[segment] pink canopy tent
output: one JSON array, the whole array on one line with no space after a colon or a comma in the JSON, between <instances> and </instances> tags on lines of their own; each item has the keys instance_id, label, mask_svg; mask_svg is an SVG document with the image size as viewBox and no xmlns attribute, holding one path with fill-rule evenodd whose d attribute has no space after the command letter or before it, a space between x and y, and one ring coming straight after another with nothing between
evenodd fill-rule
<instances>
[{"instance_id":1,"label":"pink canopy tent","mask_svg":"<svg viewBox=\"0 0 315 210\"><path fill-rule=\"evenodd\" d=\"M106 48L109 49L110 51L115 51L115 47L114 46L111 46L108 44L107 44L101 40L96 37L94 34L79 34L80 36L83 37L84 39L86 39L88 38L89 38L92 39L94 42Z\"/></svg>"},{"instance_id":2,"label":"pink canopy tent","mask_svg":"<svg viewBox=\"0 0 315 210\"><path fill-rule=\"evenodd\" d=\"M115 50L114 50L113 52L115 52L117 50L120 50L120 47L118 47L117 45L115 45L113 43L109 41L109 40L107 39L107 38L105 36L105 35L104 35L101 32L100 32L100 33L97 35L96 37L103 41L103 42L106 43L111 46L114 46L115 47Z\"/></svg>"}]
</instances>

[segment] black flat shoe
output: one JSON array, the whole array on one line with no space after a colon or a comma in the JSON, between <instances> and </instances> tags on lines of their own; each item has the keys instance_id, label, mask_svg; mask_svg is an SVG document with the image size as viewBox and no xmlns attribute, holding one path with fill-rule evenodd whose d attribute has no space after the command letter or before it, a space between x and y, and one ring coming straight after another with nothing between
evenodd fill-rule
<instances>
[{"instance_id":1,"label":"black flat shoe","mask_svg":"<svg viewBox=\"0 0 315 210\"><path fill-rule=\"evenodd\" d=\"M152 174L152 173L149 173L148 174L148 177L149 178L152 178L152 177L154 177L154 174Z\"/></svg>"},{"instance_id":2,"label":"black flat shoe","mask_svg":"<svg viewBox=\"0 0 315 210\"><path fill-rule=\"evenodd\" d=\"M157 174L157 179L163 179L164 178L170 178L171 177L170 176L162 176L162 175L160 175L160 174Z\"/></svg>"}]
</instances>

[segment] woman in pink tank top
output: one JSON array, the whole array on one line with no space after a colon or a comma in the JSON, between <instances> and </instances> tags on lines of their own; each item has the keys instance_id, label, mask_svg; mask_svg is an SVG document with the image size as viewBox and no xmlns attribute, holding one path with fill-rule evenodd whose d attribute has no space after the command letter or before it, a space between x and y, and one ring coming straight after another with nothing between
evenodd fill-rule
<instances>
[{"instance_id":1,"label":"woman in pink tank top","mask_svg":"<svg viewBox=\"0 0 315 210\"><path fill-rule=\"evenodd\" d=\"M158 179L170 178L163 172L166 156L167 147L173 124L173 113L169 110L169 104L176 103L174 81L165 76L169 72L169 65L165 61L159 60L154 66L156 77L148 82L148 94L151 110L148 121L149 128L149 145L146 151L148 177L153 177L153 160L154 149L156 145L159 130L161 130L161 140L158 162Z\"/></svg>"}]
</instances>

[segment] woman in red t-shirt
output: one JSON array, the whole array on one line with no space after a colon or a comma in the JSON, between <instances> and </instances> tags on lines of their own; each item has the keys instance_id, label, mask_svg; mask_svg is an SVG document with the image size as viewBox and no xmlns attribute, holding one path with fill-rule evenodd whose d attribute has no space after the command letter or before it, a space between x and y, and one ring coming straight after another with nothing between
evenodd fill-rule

--------------------------------

Can you write out every entry above again with "array" changed to "list" and everything else left the same?

→ TASK ANSWER:
[segment] pink canopy tent
output: one JSON list, the whole list on one line with no space after a colon or a comma in the JSON, between <instances> and </instances> tags on lines of their own; each item has the keys instance_id, label, mask_svg; mask_svg is an SVG document with the image size as viewBox and no xmlns attribute, holding one path with fill-rule evenodd whose d attribute has no space after the command letter or before it, a space between x and y, and one ring coming straight after another with nothing between
evenodd fill-rule
<instances>
[{"instance_id":1,"label":"pink canopy tent","mask_svg":"<svg viewBox=\"0 0 315 210\"><path fill-rule=\"evenodd\" d=\"M106 48L109 49L110 51L115 51L115 47L114 46L111 46L108 44L107 44L101 40L96 37L94 34L79 34L80 36L83 37L84 39L86 39L88 38L89 38L92 39L94 42Z\"/></svg>"},{"instance_id":2,"label":"pink canopy tent","mask_svg":"<svg viewBox=\"0 0 315 210\"><path fill-rule=\"evenodd\" d=\"M115 50L114 50L113 52L115 52L117 50L120 50L120 47L118 47L117 45L115 45L113 43L109 41L109 40L107 39L107 38L105 36L105 35L104 35L101 32L100 32L100 33L97 35L96 37L103 41L103 42L106 43L111 46L114 46L115 47Z\"/></svg>"}]
</instances>

[segment] black flat shoe
output: one JSON list, the whole list on one line with no space after a colon or a comma in the JSON, between <instances> and </instances> tags on lines of their own; each item has the keys instance_id, label, mask_svg; mask_svg is an SVG document with the image size as viewBox and no xmlns attribute, holding one path with fill-rule evenodd whose d attribute has no space after the command letter or before it, a space between x and y, and one ring coming straight after another with nothing between
evenodd fill-rule
<instances>
[{"instance_id":1,"label":"black flat shoe","mask_svg":"<svg viewBox=\"0 0 315 210\"><path fill-rule=\"evenodd\" d=\"M152 174L152 173L149 173L148 174L148 177L149 178L152 178L152 177L154 177L154 174Z\"/></svg>"},{"instance_id":2,"label":"black flat shoe","mask_svg":"<svg viewBox=\"0 0 315 210\"><path fill-rule=\"evenodd\" d=\"M157 174L157 179L163 179L164 178L170 178L171 177L170 176L162 176L162 175L160 175L160 174Z\"/></svg>"}]
</instances>

[segment] woman in pink tank top
output: one JSON list, the whole list on one line with no space after a colon or a comma in the JSON, between <instances> and </instances> tags on lines of their own; each item has the keys instance_id, label, mask_svg; mask_svg is an SVG document with the image size as viewBox and no xmlns attribute, holding one path with fill-rule evenodd whose d attribute has no space after the command letter or before it, a space between x and y, and one ring coming straight after another with nothing between
evenodd fill-rule
<instances>
[{"instance_id":1,"label":"woman in pink tank top","mask_svg":"<svg viewBox=\"0 0 315 210\"><path fill-rule=\"evenodd\" d=\"M158 179L170 178L163 172L166 156L167 147L173 124L173 113L169 110L169 104L176 103L174 81L165 76L169 72L169 65L165 61L159 60L154 66L156 77L148 82L148 94L151 110L148 121L149 128L149 145L146 151L148 177L153 177L153 160L154 149L156 145L159 130L161 130L161 140L158 162Z\"/></svg>"}]
</instances>

[segment] woman in red t-shirt
output: one JSON list, the whole list on one line with no space after a colon or a comma in the JSON, between <instances> and </instances> tags on lines of their own; each item has the keys instance_id, label, mask_svg; mask_svg is an SVG document with the image size as viewBox and no xmlns attribute, holding one path with fill-rule evenodd whose d attribute has no space after the command letter or before it, a space between x and y, and one ring coming straight after another with nothing between
evenodd fill-rule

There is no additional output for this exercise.